_Opdracht_. Geef op basis van de gegeven tekst hieronder aan in welk gebouw de eerste tentoonstelling uit 2007 plaatsvond.

═══ Gegeven tekst ═══

Wie ben je?

Een beeldend kunstenaar. Mijn eerste tentoonstelling dateert van 2007 in het Hessenhuis, toen ik nog op Sint Lukas studeerde, met als curator Sarah Weyns. Later ging ik nog naar Breda, Brussel en het Hoger Instituut voor Schone Kunsten in Gent. Vanuit die eerste expo zijn nieuwe projecten gevolgd die op hun beurt weer andere teweegbrachten. Vorig jaar onder andere de BE-PART tentoonstelling in Waregem, Musee du Grand Hornu in Mons, en recentelijk Winter Harvest, Museum D'hondt-Dhaenens (MDD), Deurle. Zo ben ik nu ook met meerdere projecten tegelijk bezig, waaronder een project in Liberty London nav de Pink Floyd in de V&A deze zomer. En ik ben verbonden met galerij Nathalie Obadia (Brussel en Parijs) en Krinzinger (Wenen).

═══ Getoonde gegevens ═══

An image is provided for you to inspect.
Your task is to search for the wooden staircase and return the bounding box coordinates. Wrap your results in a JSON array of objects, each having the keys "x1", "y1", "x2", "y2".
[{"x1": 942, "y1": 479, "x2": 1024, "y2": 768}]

═══

_De oplossing_. In het Hessenhuis.